To do
How many of the lines below contain "tree"? Answer with that number alone.
※
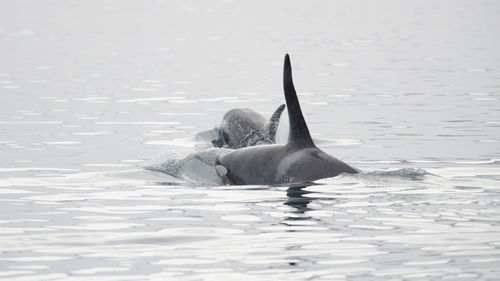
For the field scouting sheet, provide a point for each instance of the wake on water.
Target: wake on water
(198, 168)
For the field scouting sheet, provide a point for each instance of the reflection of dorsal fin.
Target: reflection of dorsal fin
(299, 133)
(272, 125)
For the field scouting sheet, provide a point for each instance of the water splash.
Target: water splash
(196, 168)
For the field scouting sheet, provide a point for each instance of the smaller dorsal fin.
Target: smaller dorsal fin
(272, 125)
(299, 133)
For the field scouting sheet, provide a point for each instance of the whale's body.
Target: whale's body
(243, 127)
(298, 160)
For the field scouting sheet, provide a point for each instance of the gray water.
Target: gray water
(102, 176)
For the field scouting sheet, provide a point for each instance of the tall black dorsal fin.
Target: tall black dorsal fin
(272, 125)
(299, 133)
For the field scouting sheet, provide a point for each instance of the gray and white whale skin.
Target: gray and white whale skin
(243, 127)
(298, 160)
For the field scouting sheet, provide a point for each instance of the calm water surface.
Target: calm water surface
(102, 176)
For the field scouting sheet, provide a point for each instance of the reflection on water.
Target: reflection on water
(122, 225)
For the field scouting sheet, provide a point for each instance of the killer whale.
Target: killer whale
(243, 127)
(299, 160)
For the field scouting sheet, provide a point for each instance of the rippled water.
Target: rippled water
(103, 176)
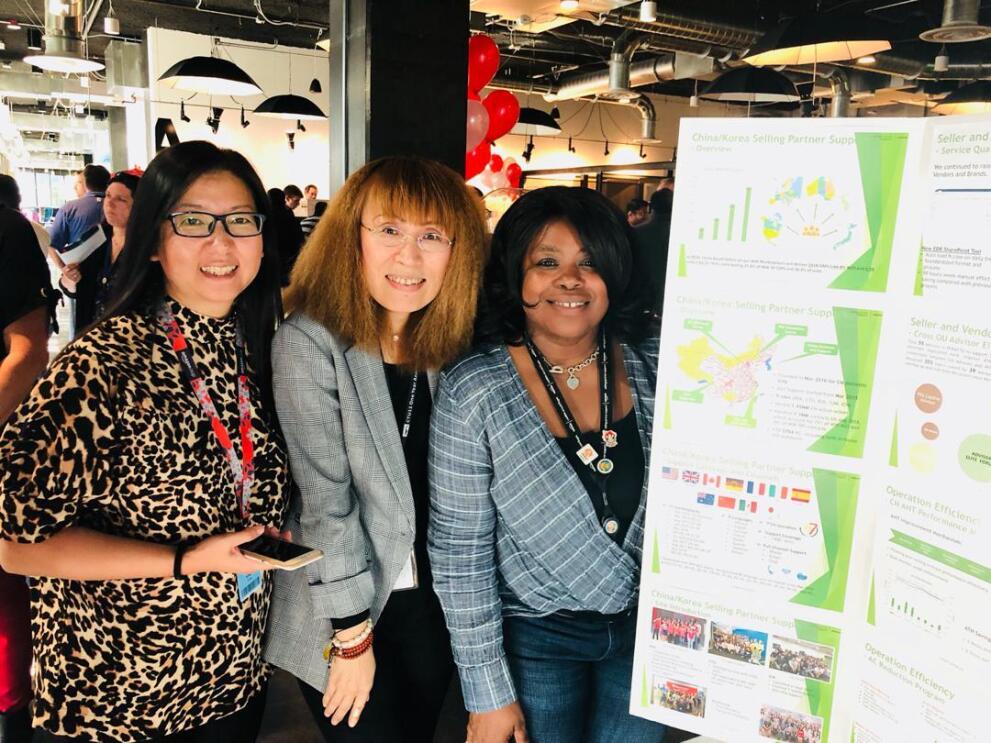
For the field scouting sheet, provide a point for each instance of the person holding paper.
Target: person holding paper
(89, 282)
(538, 474)
(148, 452)
(382, 296)
(79, 215)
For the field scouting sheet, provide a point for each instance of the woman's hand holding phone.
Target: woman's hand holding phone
(220, 552)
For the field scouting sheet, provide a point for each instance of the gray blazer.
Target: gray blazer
(353, 498)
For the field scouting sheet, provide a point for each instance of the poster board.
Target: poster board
(818, 531)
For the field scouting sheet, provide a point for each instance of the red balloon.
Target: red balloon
(504, 111)
(477, 159)
(514, 172)
(483, 61)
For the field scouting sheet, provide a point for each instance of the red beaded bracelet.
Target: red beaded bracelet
(349, 653)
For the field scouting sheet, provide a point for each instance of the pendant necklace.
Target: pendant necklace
(586, 453)
(573, 381)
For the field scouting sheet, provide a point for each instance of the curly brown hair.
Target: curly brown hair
(327, 281)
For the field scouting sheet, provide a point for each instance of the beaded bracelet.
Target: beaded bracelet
(336, 646)
(331, 652)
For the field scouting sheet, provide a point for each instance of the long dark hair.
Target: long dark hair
(139, 284)
(606, 237)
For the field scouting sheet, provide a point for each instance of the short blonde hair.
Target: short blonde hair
(327, 282)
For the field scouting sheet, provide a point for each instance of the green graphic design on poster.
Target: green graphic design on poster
(817, 560)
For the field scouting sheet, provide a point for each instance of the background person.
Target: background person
(115, 474)
(383, 296)
(78, 215)
(91, 281)
(293, 196)
(289, 234)
(24, 322)
(538, 473)
(636, 212)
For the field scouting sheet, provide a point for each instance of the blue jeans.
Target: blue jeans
(572, 676)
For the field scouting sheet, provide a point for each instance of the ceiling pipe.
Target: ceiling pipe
(63, 32)
(684, 27)
(623, 49)
(91, 17)
(839, 107)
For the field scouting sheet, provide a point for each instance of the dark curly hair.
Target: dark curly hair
(606, 237)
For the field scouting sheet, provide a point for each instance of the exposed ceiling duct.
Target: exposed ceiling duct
(960, 24)
(684, 27)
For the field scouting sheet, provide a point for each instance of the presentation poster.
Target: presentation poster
(817, 545)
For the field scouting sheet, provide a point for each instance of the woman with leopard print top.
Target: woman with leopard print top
(117, 494)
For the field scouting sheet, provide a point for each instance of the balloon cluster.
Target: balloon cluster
(488, 119)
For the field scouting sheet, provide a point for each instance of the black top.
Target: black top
(399, 381)
(415, 452)
(24, 284)
(625, 483)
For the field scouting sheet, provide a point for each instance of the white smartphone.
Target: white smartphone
(279, 553)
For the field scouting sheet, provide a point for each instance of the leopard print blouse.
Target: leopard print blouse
(112, 439)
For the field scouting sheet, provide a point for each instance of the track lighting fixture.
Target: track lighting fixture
(528, 150)
(214, 121)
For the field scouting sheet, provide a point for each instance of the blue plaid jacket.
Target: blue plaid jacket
(512, 529)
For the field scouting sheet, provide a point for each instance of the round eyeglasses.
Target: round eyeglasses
(202, 224)
(392, 237)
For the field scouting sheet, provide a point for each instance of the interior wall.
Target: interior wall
(277, 71)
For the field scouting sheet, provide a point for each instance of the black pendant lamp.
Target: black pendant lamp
(751, 85)
(534, 121)
(211, 75)
(973, 98)
(816, 38)
(289, 107)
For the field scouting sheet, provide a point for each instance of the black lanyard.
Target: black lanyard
(408, 420)
(586, 452)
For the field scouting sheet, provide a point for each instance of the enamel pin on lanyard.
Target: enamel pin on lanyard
(243, 469)
(408, 578)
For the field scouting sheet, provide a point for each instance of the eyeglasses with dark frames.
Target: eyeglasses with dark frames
(392, 237)
(202, 224)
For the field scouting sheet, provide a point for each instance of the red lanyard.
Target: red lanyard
(243, 471)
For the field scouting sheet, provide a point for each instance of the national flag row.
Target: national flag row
(735, 485)
(727, 501)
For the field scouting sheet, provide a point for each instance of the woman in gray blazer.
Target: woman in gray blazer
(382, 296)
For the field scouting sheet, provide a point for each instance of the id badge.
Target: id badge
(408, 578)
(247, 584)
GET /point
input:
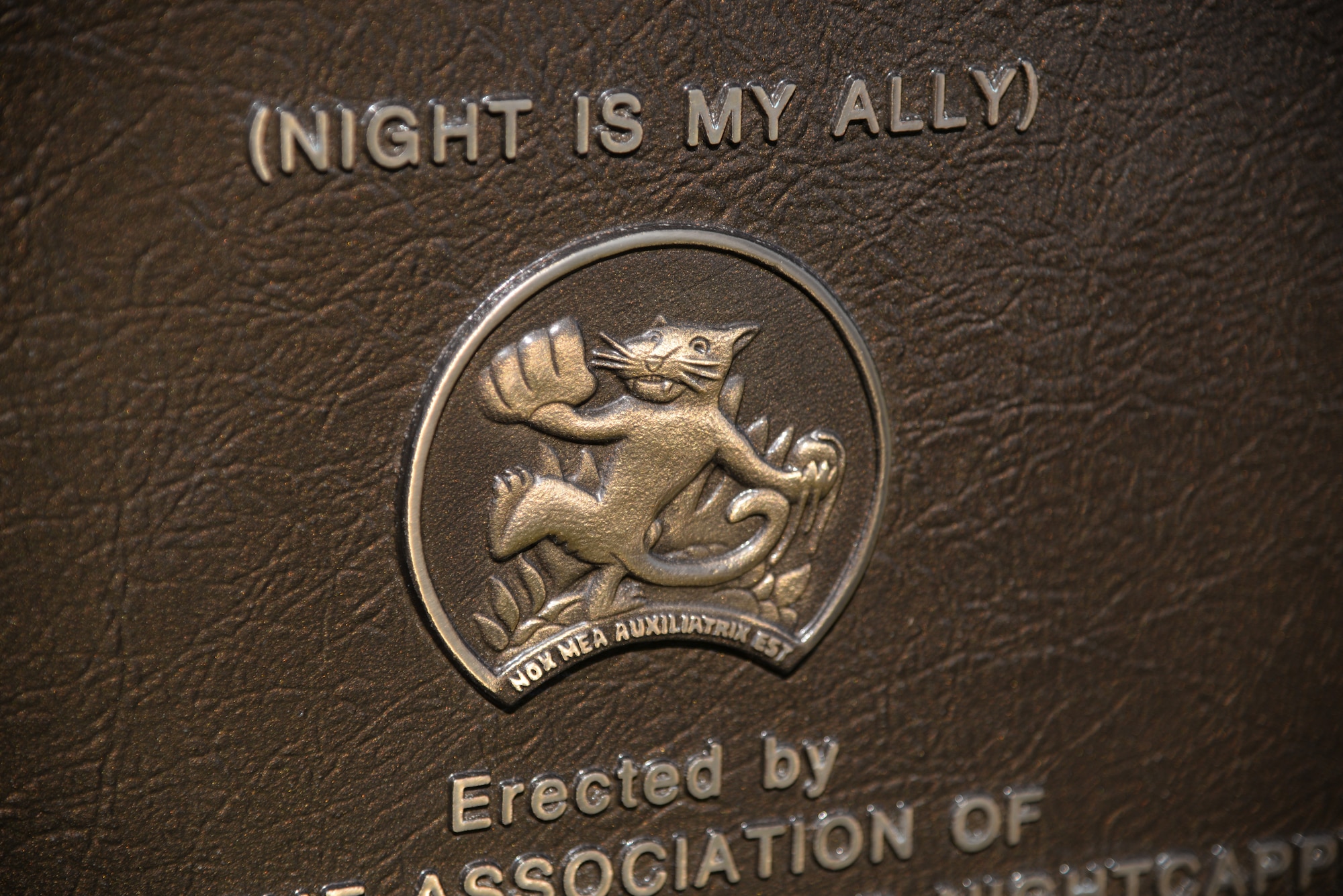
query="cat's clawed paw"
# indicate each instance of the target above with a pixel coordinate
(545, 366)
(510, 489)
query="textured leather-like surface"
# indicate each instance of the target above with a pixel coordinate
(1113, 349)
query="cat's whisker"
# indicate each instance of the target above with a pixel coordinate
(617, 345)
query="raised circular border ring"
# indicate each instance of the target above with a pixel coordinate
(520, 287)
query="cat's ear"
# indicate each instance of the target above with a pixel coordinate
(743, 336)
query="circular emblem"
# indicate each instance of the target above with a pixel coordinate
(657, 434)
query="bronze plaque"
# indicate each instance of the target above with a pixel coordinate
(596, 450)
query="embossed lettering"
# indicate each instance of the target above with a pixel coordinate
(855, 105)
(727, 119)
(773, 105)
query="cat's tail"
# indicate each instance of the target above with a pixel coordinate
(721, 568)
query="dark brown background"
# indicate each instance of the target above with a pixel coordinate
(1111, 348)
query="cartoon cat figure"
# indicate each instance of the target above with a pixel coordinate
(668, 427)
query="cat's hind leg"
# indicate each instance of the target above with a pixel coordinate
(527, 507)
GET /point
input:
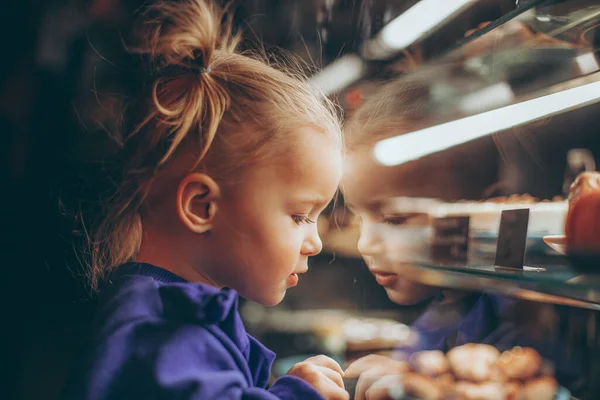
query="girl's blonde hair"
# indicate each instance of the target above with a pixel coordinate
(201, 105)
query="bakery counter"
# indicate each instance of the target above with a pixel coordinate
(555, 283)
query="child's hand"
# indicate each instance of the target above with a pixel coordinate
(324, 374)
(377, 376)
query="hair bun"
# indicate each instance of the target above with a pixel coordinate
(183, 34)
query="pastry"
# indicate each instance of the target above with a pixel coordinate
(431, 363)
(543, 388)
(520, 363)
(421, 387)
(474, 362)
(481, 391)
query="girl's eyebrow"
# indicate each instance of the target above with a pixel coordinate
(312, 199)
(372, 206)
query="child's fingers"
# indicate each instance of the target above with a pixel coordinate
(333, 375)
(363, 364)
(326, 362)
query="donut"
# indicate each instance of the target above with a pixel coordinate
(521, 363)
(543, 388)
(421, 387)
(474, 362)
(431, 363)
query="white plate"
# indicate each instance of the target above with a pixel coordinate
(557, 242)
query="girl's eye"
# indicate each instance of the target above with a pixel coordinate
(395, 219)
(302, 219)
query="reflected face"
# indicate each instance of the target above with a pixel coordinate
(386, 235)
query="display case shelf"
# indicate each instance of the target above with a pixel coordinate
(549, 282)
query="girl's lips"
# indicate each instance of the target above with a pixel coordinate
(385, 279)
(292, 280)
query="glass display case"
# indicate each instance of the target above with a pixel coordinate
(548, 301)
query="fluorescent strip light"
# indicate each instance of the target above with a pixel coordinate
(587, 63)
(419, 20)
(414, 145)
(339, 74)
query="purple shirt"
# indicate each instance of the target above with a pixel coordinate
(157, 336)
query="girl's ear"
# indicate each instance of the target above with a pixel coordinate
(197, 197)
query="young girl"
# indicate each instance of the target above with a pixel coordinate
(451, 318)
(227, 163)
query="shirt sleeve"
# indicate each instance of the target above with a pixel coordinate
(155, 360)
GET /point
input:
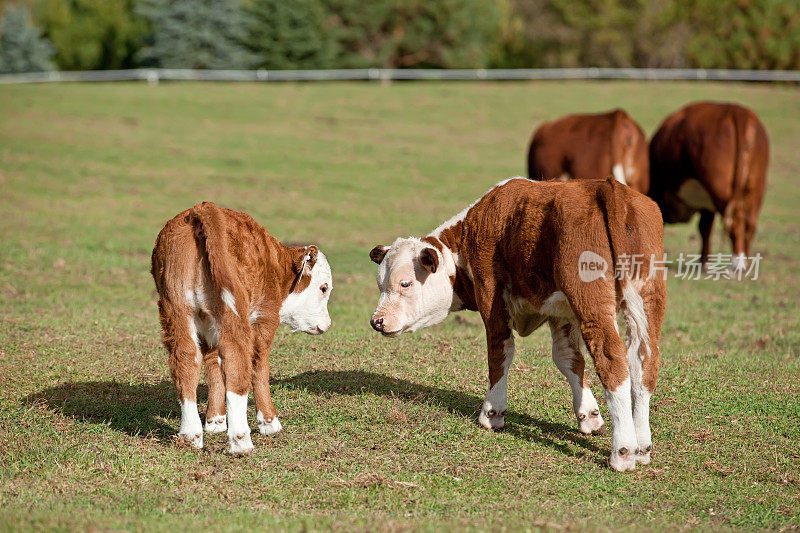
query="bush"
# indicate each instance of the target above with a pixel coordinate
(196, 34)
(414, 33)
(92, 34)
(288, 35)
(22, 48)
(755, 34)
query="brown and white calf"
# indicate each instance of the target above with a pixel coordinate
(711, 157)
(591, 146)
(516, 256)
(224, 286)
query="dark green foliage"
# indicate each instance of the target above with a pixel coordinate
(652, 33)
(92, 34)
(288, 35)
(757, 34)
(414, 33)
(22, 48)
(196, 34)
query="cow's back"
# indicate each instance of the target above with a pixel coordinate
(590, 146)
(722, 146)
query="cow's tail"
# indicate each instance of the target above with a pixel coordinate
(622, 146)
(209, 226)
(612, 198)
(744, 142)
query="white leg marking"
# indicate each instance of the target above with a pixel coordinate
(637, 337)
(268, 427)
(229, 300)
(495, 404)
(238, 428)
(565, 350)
(216, 424)
(191, 427)
(739, 264)
(623, 439)
(619, 173)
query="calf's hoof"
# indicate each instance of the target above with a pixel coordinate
(591, 423)
(643, 455)
(269, 427)
(216, 424)
(192, 438)
(491, 419)
(240, 444)
(623, 459)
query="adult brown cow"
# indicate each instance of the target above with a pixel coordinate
(530, 252)
(711, 157)
(591, 146)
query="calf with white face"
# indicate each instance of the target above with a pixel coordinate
(415, 287)
(514, 256)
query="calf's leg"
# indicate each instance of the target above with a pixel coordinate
(610, 360)
(215, 412)
(568, 358)
(266, 414)
(180, 340)
(235, 348)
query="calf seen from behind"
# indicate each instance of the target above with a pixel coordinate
(224, 286)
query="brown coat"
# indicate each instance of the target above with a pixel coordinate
(711, 157)
(516, 256)
(591, 146)
(222, 281)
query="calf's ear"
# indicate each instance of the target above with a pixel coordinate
(429, 258)
(304, 257)
(378, 253)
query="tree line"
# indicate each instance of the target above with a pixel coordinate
(40, 35)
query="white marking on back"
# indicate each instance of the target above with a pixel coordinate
(229, 300)
(463, 213)
(619, 173)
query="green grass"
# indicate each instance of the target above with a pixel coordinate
(379, 433)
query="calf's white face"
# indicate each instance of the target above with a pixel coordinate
(307, 310)
(414, 280)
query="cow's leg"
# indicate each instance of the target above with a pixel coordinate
(500, 347)
(235, 348)
(569, 360)
(215, 412)
(610, 360)
(737, 233)
(643, 316)
(267, 415)
(180, 339)
(705, 225)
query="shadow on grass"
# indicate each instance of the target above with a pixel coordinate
(143, 409)
(355, 382)
(138, 409)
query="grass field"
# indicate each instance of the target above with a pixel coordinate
(380, 434)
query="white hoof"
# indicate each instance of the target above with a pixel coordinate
(240, 444)
(623, 459)
(194, 439)
(643, 455)
(491, 419)
(591, 423)
(269, 427)
(216, 424)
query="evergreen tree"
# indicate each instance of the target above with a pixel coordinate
(288, 35)
(196, 34)
(92, 34)
(22, 48)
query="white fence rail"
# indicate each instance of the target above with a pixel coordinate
(155, 75)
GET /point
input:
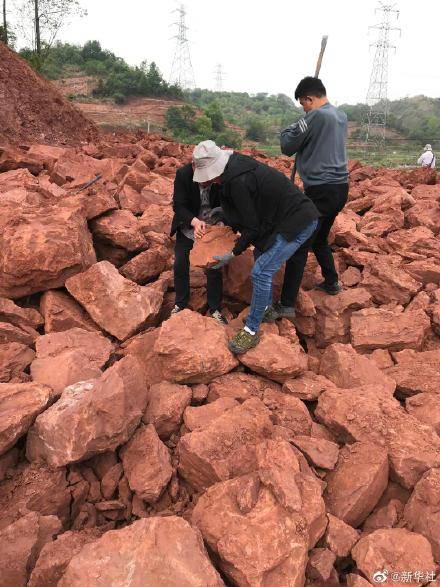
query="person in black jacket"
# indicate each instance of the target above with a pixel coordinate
(193, 206)
(269, 212)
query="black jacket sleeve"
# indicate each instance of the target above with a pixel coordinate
(247, 217)
(181, 200)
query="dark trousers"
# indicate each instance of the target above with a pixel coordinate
(330, 200)
(214, 277)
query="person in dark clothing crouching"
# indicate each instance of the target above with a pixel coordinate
(268, 211)
(194, 206)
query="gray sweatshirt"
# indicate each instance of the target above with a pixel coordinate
(319, 140)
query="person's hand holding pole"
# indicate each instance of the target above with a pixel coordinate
(199, 227)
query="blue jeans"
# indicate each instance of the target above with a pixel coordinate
(265, 267)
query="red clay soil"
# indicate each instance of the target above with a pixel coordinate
(33, 110)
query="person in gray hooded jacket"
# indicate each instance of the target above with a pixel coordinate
(319, 142)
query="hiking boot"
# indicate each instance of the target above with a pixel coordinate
(330, 288)
(218, 317)
(243, 341)
(276, 311)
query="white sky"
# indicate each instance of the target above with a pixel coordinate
(270, 46)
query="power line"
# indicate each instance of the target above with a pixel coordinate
(182, 73)
(375, 119)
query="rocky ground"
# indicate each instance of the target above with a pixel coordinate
(137, 450)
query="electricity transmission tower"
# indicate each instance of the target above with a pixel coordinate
(182, 72)
(375, 119)
(218, 77)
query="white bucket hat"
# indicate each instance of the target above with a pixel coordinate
(209, 161)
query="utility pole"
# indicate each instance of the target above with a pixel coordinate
(218, 77)
(375, 119)
(182, 73)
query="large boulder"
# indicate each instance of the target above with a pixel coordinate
(21, 544)
(41, 248)
(64, 358)
(193, 349)
(118, 305)
(162, 551)
(356, 485)
(422, 512)
(20, 404)
(147, 464)
(91, 417)
(226, 447)
(394, 553)
(275, 357)
(377, 328)
(366, 415)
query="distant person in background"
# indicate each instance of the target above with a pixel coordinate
(319, 142)
(427, 158)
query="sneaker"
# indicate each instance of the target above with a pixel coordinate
(218, 317)
(243, 341)
(329, 288)
(276, 311)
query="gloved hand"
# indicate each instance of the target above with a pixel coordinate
(222, 260)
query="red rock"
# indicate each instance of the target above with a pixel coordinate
(340, 537)
(396, 551)
(22, 317)
(8, 461)
(368, 416)
(193, 349)
(414, 243)
(20, 404)
(376, 328)
(422, 513)
(147, 464)
(119, 228)
(146, 266)
(120, 557)
(56, 555)
(387, 283)
(64, 358)
(90, 417)
(308, 386)
(14, 359)
(217, 240)
(165, 407)
(342, 365)
(425, 407)
(31, 488)
(197, 418)
(288, 411)
(276, 358)
(357, 483)
(61, 313)
(156, 218)
(76, 169)
(424, 270)
(319, 452)
(118, 305)
(40, 249)
(226, 447)
(320, 565)
(239, 386)
(21, 544)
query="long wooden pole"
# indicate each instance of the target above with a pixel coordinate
(321, 55)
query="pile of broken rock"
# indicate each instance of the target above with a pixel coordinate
(135, 449)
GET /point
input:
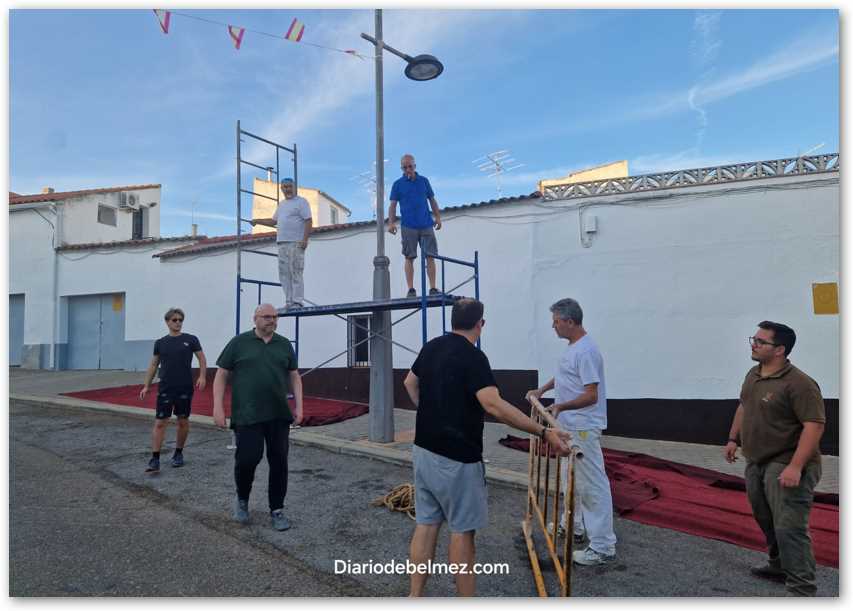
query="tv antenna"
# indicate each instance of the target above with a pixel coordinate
(367, 180)
(812, 150)
(498, 163)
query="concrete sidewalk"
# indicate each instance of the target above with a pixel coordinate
(351, 436)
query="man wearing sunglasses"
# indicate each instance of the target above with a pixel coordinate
(263, 369)
(174, 354)
(779, 423)
(416, 197)
(580, 405)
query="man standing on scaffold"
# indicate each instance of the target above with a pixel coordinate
(413, 191)
(292, 218)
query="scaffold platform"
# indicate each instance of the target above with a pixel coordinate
(405, 303)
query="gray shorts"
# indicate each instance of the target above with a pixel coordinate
(424, 236)
(449, 491)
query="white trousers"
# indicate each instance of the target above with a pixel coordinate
(593, 501)
(291, 263)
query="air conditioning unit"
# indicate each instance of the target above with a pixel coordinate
(128, 201)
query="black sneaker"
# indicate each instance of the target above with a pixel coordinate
(279, 522)
(241, 511)
(768, 571)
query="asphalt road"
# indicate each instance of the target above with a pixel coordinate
(85, 520)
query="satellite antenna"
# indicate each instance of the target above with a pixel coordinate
(367, 180)
(498, 163)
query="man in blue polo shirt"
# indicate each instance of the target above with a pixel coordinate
(413, 191)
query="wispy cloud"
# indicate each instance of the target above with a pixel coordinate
(806, 53)
(809, 51)
(183, 212)
(704, 48)
(689, 159)
(705, 45)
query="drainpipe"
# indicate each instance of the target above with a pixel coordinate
※
Expected output
2